[STATED TASK]
Present the lines of the data from the line containing "of the lysimachia" up to and including the line containing "246], [486, 222]]" as a numbered list, omitting any blank lines.

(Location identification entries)

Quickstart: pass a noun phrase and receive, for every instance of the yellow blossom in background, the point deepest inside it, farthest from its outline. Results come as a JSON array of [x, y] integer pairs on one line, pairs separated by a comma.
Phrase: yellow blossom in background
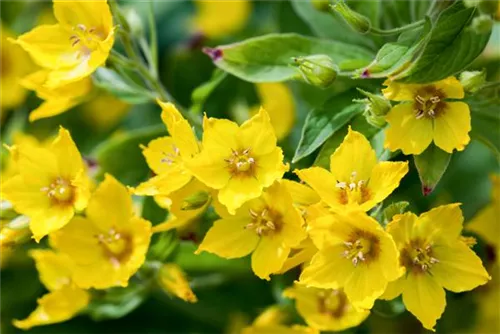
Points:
[[425, 116], [63, 301], [355, 180], [166, 156], [104, 111], [486, 222], [56, 100], [173, 280], [239, 161], [216, 19], [435, 258], [52, 183], [109, 245], [14, 64], [267, 227], [277, 100], [76, 46], [355, 254], [325, 309]]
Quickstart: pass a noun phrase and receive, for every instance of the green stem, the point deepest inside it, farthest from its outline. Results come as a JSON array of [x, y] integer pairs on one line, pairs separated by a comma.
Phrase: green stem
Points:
[[382, 32]]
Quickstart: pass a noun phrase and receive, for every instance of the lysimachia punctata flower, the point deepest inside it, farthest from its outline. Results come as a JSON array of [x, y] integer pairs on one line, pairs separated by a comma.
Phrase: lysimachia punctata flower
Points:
[[56, 100], [166, 156], [217, 19], [435, 258], [355, 253], [76, 46], [355, 180], [325, 309], [268, 227], [239, 161], [425, 114], [52, 183], [64, 299], [107, 246], [486, 222]]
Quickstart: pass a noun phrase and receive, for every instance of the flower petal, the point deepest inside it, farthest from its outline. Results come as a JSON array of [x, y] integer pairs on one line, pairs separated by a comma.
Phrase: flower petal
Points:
[[406, 132], [229, 238], [424, 298], [459, 268], [451, 129]]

[TASK RESPONSE]
1. Quickstart: pass a noun phrase and receive, for every instance of the lysimachia punctata flower, the point deepest inside it, farthest from its outline. Results come as a JSON array of [x, y] integer pairs on one line, pairs separated by a comma.
2. Phrase: lysimachia punctata flower
3. Points:
4. [[56, 100], [166, 156], [217, 19], [435, 258], [355, 253], [76, 46], [355, 180], [325, 309], [268, 227], [239, 161], [425, 114], [52, 183], [64, 299], [107, 246], [486, 222]]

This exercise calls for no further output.